### Task brief
Please report how many lines of the listing hold the word "stem". Add nothing to the number.

### Recorded data
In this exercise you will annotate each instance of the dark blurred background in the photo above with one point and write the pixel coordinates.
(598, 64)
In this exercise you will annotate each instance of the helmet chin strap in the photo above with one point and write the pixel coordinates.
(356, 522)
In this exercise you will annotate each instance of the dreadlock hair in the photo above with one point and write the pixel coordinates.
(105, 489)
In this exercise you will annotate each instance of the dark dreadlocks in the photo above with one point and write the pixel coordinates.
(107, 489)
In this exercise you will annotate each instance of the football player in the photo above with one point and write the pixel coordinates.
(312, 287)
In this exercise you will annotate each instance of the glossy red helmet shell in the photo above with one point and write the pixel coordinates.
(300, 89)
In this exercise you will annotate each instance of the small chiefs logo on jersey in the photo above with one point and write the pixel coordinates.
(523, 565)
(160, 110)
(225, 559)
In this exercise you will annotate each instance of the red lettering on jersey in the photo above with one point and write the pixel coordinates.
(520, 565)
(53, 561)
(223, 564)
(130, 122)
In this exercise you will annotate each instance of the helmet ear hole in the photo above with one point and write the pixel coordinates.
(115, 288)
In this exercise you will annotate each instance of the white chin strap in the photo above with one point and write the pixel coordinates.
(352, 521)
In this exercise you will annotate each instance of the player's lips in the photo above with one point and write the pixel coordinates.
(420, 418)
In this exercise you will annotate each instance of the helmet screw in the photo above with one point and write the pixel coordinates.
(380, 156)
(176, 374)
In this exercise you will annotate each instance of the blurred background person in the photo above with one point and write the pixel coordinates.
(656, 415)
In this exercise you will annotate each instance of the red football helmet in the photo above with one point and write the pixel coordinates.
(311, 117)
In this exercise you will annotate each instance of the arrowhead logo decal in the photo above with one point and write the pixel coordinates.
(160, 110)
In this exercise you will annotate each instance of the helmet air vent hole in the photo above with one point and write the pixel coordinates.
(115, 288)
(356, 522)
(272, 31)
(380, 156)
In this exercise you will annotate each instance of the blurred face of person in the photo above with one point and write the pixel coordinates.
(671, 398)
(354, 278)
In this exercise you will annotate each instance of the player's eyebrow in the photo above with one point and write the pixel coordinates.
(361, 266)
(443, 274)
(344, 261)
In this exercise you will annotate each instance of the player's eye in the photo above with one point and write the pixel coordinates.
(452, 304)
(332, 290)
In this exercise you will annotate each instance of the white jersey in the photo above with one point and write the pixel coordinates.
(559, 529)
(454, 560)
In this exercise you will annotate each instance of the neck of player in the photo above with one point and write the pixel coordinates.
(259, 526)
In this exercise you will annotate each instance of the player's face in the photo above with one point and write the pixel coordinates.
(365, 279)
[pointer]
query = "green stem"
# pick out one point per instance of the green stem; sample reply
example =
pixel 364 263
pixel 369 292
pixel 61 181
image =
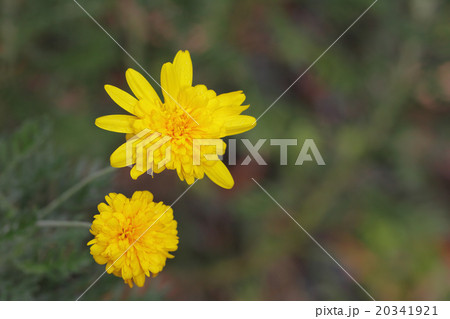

### Solution to this exercise
2